==== SOURCE MATERIAL ====

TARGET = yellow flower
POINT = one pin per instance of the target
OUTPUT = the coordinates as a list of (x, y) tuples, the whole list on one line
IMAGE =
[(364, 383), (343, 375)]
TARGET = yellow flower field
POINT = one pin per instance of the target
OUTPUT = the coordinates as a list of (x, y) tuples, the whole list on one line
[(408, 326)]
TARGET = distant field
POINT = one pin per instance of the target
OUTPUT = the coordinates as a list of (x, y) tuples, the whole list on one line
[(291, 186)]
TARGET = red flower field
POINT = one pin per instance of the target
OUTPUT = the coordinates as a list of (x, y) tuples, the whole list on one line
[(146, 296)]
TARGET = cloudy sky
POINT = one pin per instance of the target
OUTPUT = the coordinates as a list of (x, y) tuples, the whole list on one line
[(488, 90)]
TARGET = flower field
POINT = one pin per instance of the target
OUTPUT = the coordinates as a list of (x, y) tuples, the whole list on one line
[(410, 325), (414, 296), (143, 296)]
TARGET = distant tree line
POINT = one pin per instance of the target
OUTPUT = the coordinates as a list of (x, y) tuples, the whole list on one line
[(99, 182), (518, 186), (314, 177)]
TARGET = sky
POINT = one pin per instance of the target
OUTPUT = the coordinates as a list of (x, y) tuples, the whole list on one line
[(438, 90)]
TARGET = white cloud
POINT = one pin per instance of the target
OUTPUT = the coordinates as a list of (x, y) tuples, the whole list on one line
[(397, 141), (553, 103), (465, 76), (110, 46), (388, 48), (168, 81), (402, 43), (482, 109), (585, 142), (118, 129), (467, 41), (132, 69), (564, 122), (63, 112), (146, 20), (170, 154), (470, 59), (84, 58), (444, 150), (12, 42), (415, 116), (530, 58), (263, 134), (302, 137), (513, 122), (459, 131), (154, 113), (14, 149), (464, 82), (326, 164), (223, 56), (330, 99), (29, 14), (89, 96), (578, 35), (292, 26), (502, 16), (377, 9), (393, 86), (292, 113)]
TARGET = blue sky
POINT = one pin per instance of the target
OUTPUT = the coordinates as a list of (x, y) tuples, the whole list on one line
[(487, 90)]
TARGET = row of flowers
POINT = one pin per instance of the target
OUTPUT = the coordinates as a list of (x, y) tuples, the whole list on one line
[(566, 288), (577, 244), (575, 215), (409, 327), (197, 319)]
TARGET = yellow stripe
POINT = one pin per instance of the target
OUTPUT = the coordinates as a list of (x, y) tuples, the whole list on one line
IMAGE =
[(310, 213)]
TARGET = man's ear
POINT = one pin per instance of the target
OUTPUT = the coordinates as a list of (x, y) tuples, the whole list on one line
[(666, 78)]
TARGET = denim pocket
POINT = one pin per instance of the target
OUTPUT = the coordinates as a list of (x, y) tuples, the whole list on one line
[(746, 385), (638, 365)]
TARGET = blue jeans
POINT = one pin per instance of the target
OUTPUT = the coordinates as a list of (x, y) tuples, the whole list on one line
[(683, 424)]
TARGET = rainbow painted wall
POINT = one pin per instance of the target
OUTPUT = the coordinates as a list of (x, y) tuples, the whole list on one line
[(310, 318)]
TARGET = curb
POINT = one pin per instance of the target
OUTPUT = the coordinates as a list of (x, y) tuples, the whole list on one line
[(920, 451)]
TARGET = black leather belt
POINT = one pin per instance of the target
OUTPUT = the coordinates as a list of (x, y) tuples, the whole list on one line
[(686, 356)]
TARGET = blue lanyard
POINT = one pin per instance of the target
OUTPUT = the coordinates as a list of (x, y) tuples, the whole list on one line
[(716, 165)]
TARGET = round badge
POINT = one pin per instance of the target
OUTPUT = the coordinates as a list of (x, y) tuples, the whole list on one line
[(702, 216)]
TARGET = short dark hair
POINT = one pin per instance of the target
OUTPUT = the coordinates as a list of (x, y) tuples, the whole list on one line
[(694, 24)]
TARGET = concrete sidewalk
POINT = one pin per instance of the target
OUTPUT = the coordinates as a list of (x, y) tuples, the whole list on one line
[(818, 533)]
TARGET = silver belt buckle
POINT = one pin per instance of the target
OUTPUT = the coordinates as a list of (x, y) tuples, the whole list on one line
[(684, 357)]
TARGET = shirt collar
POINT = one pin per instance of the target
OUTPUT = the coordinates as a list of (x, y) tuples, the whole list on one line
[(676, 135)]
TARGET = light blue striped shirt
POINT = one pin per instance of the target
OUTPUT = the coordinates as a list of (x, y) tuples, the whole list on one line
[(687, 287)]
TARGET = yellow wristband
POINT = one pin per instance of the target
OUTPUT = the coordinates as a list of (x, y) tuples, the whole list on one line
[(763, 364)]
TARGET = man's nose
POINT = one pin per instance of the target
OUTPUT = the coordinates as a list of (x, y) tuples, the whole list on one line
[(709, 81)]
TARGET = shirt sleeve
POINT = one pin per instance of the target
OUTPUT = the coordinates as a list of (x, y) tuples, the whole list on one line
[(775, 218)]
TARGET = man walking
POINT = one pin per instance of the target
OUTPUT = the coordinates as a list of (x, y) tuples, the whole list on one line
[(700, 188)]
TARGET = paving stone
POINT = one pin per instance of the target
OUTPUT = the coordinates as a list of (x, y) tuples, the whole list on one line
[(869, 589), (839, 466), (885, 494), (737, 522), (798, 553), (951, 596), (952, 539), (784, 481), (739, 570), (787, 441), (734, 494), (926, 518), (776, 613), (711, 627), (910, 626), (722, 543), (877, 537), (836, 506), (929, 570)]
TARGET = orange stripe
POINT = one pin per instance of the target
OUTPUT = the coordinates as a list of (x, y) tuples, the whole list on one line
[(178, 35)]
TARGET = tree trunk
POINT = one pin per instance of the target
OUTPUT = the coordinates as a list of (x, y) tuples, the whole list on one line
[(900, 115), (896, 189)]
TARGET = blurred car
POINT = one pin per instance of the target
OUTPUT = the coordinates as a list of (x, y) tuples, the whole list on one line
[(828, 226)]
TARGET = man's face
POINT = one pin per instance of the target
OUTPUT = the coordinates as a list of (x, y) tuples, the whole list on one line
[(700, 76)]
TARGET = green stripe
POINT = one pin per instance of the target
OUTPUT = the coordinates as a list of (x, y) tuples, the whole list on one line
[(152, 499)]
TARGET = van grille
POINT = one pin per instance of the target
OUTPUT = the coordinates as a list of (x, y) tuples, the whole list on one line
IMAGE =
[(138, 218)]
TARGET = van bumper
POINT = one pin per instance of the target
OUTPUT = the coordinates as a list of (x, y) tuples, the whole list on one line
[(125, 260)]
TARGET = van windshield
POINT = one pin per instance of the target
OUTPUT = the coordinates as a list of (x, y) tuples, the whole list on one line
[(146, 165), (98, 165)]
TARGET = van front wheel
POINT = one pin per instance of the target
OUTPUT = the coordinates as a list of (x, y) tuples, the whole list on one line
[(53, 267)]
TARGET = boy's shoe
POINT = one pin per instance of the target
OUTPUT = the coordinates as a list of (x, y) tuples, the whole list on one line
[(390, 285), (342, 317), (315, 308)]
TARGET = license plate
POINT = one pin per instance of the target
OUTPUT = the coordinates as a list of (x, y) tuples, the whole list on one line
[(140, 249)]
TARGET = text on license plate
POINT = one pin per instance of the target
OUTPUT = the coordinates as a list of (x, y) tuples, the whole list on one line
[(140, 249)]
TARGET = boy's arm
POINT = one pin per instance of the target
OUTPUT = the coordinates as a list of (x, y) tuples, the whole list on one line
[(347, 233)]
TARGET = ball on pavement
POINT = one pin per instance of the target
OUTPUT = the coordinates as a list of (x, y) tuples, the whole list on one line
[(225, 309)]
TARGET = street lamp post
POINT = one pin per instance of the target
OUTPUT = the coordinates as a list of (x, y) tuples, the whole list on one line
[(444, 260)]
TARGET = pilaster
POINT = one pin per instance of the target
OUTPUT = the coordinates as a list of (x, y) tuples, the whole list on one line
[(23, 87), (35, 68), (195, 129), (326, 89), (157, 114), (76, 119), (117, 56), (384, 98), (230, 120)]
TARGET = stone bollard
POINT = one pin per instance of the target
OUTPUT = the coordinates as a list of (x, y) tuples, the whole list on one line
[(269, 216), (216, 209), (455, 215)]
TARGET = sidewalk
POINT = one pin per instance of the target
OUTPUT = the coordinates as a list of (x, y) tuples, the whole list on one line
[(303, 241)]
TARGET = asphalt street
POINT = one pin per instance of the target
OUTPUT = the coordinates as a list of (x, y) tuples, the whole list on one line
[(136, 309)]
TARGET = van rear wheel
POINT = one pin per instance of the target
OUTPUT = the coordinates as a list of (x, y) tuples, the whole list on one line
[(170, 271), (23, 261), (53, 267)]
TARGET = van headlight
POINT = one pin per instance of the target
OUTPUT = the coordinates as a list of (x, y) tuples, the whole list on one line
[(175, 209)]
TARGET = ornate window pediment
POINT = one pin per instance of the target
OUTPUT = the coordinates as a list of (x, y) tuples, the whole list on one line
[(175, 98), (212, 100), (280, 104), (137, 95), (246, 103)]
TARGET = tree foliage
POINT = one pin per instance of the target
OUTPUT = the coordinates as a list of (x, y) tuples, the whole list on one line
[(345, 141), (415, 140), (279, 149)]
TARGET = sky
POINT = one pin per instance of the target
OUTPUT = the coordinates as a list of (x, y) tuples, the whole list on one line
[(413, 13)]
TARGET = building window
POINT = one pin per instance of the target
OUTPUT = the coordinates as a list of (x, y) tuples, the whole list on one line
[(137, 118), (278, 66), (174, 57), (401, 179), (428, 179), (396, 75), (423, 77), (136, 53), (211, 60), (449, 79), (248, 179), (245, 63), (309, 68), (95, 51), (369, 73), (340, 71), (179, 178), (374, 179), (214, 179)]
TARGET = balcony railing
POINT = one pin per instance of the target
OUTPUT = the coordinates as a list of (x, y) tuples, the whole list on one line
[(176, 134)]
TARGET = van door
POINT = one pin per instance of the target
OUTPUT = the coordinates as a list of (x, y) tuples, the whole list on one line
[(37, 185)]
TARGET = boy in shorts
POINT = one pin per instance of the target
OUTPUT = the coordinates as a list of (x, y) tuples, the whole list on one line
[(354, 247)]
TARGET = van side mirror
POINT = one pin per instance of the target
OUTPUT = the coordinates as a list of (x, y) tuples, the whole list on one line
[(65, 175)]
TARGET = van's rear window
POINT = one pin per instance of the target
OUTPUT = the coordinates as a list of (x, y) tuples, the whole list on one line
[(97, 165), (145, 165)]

====

WHAT YOU HAVE TO DO:
Give everything from the line containing "TARGET = green stripe" down to the line containing "[(390, 285), (342, 317), (315, 308)]", both included, as a two-column CSV headed entry and result. Use one row per record, with the record's text under entry and its answer under result, and put each field in quotation marks with line breaks replaced by spaces.

RESULT:
entry,result
"TARGET = green stripe POINT = one pin per instance of the target OUTPUT = the coordinates as a list of (x, y) tuples, the whole list on one line","[(152, 499)]"
"TARGET = van grille POINT = one pin per instance of the target OUTPUT = the coordinates as a list of (x, y) tuples, the whole list on one line IMAGE =","[(138, 218)]"
"TARGET = van bumper POINT = one pin per instance of the target OUTPUT = the coordinates as a list of (x, y) tuples, the whole list on one line","[(125, 260)]"
"TARGET = van windshield POINT = one pin per instance of the target OUTPUT = the coordinates as a list of (x, y) tuples, the whole list on one line","[(146, 165), (98, 165)]"
"TARGET = van front wheel POINT = one pin per instance of the target OUTPUT = the coordinates as a list of (x, y) tuples, the whole list on one line","[(53, 267)]"
"TARGET = boy's shoe POINT = one pin per instance of the target OUTPUT = the coordinates as a list of (x, y) tuples, the whole list on one line","[(390, 285), (342, 317), (315, 308)]"